■ **Supplied data**:
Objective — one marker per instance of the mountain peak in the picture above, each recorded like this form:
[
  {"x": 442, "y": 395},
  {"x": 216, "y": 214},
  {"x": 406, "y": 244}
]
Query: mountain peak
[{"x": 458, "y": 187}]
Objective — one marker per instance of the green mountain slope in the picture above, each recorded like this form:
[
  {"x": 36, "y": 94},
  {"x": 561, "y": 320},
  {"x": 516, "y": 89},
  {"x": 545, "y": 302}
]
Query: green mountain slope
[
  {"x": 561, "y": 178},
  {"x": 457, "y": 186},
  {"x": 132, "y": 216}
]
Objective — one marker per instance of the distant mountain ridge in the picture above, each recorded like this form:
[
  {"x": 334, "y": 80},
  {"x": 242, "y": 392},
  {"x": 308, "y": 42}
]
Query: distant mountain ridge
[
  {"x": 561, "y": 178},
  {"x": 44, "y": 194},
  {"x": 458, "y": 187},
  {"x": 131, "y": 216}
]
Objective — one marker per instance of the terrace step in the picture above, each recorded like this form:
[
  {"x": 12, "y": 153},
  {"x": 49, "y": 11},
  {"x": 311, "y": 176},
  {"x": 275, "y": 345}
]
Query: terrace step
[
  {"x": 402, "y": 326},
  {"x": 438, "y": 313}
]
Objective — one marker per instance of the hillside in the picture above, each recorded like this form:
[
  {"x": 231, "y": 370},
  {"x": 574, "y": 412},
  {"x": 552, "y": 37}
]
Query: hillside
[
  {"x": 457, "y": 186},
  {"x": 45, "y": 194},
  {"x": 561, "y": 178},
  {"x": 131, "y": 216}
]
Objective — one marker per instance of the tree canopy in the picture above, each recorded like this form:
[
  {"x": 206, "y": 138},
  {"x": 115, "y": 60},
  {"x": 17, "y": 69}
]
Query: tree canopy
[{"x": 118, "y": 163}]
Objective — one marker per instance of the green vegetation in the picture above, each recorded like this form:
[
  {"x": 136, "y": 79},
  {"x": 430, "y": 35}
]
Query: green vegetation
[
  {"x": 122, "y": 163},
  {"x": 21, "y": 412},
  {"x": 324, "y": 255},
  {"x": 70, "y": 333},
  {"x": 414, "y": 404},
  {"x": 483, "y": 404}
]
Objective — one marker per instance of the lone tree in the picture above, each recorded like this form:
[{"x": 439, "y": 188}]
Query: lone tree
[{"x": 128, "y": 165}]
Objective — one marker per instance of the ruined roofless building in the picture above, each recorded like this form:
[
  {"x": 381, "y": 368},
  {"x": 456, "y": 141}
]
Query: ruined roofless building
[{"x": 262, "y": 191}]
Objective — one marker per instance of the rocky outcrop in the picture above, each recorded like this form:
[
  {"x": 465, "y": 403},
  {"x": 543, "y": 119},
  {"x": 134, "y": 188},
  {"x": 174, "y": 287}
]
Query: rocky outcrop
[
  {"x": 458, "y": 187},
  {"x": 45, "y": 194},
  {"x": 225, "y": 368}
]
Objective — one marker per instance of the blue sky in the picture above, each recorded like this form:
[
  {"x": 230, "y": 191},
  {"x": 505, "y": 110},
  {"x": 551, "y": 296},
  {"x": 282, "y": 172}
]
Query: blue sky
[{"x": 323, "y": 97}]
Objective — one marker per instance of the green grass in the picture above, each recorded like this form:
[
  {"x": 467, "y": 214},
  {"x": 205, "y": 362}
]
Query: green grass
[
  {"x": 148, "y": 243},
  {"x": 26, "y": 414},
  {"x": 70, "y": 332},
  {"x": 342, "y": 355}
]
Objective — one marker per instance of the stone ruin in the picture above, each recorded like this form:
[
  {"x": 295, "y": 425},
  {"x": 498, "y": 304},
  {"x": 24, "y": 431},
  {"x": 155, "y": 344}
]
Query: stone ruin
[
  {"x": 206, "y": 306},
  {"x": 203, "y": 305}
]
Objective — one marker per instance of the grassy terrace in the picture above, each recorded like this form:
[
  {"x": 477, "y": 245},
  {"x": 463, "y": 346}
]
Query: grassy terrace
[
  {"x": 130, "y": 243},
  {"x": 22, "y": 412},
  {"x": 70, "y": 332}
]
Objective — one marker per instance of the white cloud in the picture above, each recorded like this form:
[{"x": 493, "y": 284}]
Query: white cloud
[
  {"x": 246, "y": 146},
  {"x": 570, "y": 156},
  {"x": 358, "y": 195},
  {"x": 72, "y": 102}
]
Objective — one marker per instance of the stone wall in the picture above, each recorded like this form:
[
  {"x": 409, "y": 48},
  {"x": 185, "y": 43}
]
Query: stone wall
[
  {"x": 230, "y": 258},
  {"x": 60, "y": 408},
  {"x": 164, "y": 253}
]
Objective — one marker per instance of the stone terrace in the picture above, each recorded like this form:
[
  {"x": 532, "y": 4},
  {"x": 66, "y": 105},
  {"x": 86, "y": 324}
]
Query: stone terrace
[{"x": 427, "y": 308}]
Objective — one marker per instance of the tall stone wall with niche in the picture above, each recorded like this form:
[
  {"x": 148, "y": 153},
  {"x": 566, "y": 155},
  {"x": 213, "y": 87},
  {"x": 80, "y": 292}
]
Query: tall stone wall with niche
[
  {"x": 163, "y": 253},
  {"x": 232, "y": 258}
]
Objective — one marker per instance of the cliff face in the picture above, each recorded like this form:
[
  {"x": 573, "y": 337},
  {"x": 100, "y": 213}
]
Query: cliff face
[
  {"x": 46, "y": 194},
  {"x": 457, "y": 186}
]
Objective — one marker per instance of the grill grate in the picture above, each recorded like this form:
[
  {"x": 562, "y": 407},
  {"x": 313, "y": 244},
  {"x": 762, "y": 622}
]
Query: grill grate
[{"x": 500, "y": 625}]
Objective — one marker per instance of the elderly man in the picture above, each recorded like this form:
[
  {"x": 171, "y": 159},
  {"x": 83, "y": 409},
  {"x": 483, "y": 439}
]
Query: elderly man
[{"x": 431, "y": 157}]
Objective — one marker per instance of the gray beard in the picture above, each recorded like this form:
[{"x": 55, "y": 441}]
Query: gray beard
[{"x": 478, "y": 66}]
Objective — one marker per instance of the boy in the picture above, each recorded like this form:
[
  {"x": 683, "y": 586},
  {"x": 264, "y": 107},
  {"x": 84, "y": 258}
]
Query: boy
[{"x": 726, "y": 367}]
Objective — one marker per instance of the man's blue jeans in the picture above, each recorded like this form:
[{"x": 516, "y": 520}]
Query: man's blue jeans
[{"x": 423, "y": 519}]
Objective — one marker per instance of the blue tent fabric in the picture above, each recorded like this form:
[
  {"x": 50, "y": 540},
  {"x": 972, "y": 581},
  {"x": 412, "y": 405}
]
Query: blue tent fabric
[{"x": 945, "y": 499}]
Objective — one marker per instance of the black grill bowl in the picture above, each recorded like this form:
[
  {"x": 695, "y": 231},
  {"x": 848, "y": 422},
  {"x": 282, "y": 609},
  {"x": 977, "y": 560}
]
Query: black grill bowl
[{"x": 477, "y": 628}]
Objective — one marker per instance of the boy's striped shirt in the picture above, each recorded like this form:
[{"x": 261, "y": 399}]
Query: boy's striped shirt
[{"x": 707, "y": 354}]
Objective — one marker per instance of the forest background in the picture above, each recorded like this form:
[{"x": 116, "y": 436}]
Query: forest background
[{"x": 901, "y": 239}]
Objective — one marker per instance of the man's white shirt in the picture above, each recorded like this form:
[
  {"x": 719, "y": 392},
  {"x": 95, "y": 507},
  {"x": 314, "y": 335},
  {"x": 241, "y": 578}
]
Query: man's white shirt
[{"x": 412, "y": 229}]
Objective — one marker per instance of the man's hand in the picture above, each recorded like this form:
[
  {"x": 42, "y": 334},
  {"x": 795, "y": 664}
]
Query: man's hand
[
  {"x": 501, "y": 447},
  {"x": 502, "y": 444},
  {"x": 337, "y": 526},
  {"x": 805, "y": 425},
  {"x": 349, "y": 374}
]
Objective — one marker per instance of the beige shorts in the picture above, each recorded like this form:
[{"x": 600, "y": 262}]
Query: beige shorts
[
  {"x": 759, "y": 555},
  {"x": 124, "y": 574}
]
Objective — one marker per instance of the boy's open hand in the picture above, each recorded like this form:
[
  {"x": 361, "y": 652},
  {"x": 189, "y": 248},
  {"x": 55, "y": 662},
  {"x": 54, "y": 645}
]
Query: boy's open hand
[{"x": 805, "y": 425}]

■ **What you have to do**:
Could you retype exactly the lines from the one containing "Objective — one marker per instance of the boy's open" through the final line of the data above, and no others?

■ **Exercise answer**:
Objective — one marker per instance of the boy's open hand in the picture above, each recorded like this form:
[
  {"x": 361, "y": 652},
  {"x": 189, "y": 248},
  {"x": 55, "y": 662},
  {"x": 54, "y": 645}
]
Query: boy's open hand
[{"x": 805, "y": 425}]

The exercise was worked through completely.